* _Complete the following_
1. From the forum thread, copy the passage that begins at the words "I think it had" and stops after the words "sort of thing.".
2. Answer these questions from the forum thread:
(a) Which other language does dave recall also lacking a disambiguated grammar?
(b) What happened to the C++ testing practice once the CTO caught wind of it?
(c) What subjects is Jennifer Durocher described as studying?

* _Given passage_
━━━━━━━━━━━━━━━━━━━━
Yeah, I seem to vaguely remember this from a compilers course in school.  I also seem to remember that FORTRAN also lacked a disambiguated grammar.  FORTRAN, I think, is in such a state because it was created before all of the language theory machinery existed - or at least before it was popularized.  Does anyone know what the justification for this design decision was when creating C++ ?

[DISCLAIMER:  My memory ain't so hot, so the above paragraph may be completely off base!  :-(  ]

dave
Monday, March 8, 2004

Hmmm... can't comment on the statement, but on firing the person who wrote it:

Someone I know who manages the care and feeding of millions of dollars worth of aircraft told me a story about a guy who caused thousands of dollars in damage through accidental misuse of a piece of equipment (not in his shop though).  I made a comment about how fast the guy must have gotten fired and he said not if it had been up to him.  The reason: once educated as to the damage caused and why it happened, that employee was almost garanteed to *never* make that particular mistake again.  If he fired him, he would have no such garantee from his replacement.  Is this a reasonable parrallel?

Sorry a bit off topic, but since the firing suggestion was already brought up...

MacSqueeb
Monday, March 8, 2004

I worked in a shop that gave c++ programmers a technical "test".  Yep, you were given a test and it was scored.

I think it had more to do with the ego of the test-giver than the skill of the test taker. 

Oddly enough, the people that did really well on the test always declined our offers.  Once the CTO caught wind of it the practice was ended.


Monday, March 8, 2004

Dennis (Atkins) It's undefined in C as well - the C standard has identical wording, although sequence points aren't mentioned in K&R.

I suppose it's always possible that the interviewer was aware of this, and wanted to weed out people who'd write this sort of thing.

as
Monday, March 8, 2004

Maybe there's a black hole in everyone's monitor blocking the part where I mentioned that this interview question is not the intended subject.  Maybe your internet filter(s) blocked the part where I said that this sort of irrational absolutist nonsense is all over everywhere?  If you missed it, that's ok.  I'll just restate the conclusion:

Please stop making irrational, blanket declarations already.  Thanks.


Maybe instead of linking to a programmer weblog I should have done the homework and instead used this:

---
"I boycott everything that involves corporations," said Jennifer Durocher, a first-year anthropology and history student. "I think everything in this world should be boycotted."

source: http://www.doktorfrank.com/archives/001734.html
---

Now, pay attention, because this is where I get to the point of this.  If your statement unintentionally resembles the above quote--if you see a correlation--do me a favor.  Please rewrite something.  If you are about to write "I will never use VB6 again," maybe you could reword that to "I never, ever want to use VB6," or "I loathe/despise VB6, forever," or "I will make every effort to avoid VB6 in the future."  See, the third one says the exact same thing as your original statement, only it's less idiotic-sounding.
━━━━━━━━━━━━━━━━━━━━
* _Data_
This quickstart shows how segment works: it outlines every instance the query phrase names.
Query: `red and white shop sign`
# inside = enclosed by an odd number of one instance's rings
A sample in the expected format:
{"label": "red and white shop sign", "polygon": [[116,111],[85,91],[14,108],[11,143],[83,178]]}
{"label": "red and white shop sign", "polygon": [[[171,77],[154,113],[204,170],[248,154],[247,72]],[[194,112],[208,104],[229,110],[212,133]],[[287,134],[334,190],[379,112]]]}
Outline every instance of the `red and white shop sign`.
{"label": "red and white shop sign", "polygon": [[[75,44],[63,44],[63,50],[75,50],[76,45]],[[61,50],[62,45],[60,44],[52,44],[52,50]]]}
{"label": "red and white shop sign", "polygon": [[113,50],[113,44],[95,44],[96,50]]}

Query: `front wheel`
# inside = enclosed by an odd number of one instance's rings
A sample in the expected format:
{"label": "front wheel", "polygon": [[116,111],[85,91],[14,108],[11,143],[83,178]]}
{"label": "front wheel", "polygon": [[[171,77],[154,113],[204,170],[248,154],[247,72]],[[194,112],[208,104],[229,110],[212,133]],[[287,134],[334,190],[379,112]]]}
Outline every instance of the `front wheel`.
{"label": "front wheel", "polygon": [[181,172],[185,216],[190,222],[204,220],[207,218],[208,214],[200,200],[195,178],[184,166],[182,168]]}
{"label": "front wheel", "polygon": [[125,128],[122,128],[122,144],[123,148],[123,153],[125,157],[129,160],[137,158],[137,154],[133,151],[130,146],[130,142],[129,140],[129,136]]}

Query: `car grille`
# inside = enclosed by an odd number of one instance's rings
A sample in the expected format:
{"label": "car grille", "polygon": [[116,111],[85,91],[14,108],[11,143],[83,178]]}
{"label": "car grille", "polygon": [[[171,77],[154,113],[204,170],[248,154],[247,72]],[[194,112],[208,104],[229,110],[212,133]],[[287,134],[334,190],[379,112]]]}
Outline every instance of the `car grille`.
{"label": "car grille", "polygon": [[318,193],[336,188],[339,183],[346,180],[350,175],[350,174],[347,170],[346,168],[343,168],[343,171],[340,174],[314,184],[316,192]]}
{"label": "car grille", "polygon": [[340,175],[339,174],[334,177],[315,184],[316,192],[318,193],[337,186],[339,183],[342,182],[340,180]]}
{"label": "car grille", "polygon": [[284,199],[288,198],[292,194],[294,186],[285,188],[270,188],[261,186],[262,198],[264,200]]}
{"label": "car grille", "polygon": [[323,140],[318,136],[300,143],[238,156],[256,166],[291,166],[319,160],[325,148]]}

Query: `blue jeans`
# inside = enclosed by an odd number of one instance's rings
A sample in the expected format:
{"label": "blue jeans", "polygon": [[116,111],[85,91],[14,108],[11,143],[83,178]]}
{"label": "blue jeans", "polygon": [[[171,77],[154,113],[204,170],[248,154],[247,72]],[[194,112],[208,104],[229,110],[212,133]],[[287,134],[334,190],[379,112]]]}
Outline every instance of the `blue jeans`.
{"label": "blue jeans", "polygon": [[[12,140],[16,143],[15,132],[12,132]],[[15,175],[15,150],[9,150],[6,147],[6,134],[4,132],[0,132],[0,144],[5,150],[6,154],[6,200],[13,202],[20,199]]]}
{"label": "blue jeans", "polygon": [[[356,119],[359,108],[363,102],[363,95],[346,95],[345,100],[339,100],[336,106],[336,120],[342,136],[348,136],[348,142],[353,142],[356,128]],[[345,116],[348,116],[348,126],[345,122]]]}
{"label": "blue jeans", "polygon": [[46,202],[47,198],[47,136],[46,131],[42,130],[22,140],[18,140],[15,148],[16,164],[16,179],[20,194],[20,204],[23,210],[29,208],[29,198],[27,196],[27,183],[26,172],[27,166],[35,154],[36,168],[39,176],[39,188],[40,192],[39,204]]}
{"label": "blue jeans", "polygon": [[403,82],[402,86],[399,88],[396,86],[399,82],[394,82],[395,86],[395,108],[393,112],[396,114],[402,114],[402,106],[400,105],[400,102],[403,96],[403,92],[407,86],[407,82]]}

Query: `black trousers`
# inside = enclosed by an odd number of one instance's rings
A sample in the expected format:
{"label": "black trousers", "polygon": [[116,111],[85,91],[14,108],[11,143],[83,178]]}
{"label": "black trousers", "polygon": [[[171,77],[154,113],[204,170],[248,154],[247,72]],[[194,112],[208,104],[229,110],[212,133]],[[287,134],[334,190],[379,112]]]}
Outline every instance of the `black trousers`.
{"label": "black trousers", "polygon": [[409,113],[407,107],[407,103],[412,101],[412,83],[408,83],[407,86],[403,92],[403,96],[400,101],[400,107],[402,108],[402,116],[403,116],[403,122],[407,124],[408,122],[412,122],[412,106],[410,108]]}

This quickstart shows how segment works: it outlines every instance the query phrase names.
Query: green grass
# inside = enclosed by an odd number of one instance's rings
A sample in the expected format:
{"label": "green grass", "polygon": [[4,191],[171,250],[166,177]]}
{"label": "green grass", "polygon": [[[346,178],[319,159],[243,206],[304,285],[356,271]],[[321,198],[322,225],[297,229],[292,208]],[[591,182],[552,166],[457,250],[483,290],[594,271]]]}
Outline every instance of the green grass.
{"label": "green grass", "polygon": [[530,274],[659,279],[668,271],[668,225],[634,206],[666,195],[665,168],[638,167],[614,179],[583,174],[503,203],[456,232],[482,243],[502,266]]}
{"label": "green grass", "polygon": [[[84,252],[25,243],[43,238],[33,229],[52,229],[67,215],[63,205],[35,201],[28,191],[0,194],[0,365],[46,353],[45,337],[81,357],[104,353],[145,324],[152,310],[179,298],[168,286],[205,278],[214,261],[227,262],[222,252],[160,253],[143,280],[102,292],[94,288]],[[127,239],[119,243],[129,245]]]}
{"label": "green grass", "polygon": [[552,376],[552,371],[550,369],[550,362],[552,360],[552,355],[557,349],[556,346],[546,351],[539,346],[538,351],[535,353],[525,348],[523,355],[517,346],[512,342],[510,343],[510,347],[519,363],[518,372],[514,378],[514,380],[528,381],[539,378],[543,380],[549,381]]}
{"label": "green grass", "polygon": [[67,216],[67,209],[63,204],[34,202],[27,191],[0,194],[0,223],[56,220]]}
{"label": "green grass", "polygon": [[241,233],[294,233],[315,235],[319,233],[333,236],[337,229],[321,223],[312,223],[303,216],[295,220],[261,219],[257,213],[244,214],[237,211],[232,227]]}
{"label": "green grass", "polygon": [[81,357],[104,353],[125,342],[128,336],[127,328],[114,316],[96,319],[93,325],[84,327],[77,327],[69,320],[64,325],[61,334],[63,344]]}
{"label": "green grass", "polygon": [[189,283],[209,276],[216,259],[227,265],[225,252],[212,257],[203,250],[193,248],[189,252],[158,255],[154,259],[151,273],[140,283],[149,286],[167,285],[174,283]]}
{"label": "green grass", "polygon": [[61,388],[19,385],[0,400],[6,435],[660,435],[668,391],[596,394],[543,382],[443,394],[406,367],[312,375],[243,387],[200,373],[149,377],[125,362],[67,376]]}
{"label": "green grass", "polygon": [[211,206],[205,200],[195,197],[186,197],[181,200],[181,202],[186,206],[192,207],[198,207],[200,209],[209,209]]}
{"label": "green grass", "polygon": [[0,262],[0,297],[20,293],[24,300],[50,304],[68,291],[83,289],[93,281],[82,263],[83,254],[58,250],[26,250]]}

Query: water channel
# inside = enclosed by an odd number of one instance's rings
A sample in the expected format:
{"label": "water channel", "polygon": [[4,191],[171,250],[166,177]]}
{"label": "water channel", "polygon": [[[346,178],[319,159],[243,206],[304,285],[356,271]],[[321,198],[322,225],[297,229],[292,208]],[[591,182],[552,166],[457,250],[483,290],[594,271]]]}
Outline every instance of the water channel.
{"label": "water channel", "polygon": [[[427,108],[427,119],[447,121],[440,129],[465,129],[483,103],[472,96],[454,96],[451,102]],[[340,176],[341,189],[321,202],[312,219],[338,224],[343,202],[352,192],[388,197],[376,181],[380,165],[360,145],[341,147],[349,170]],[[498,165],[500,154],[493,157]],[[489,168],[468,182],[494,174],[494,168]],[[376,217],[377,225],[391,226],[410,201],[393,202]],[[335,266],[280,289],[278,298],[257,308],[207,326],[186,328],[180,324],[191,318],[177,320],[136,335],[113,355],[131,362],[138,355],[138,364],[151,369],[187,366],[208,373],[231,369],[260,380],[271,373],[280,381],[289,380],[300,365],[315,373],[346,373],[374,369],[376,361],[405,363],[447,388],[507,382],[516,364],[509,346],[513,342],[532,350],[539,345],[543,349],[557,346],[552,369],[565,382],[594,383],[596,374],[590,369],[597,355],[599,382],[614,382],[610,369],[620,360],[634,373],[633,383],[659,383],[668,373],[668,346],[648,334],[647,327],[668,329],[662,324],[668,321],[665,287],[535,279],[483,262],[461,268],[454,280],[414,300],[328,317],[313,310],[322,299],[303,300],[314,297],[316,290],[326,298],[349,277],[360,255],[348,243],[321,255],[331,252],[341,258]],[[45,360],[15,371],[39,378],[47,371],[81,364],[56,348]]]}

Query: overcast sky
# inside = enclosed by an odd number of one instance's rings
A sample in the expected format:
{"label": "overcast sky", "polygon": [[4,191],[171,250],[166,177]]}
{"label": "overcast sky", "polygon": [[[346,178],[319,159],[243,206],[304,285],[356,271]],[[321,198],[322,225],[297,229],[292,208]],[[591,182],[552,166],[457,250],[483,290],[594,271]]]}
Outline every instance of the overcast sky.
━━━━━━━━━━━━━━━━━━━━
* _Answers given_
1.
I think it had more to do with the ego of the test-giver than the skill of the test taker. 

Oddly enough, the people that did really well on the test always declined our offers.  Once the CTO caught wind of it the practice was ended.


Monday, March 8, 2004

Dennis (Atkins) It's undefined in C as well - the C standard has identical wording, although sequence points aren't mentioned in K&R.

I suppose it's always possible that the interviewer was aware of this, and wanted to weed out people who'd write this sort of thing.

2.
(a) FORTRAN
(b) The practice was ended.
(c) Anthropology and history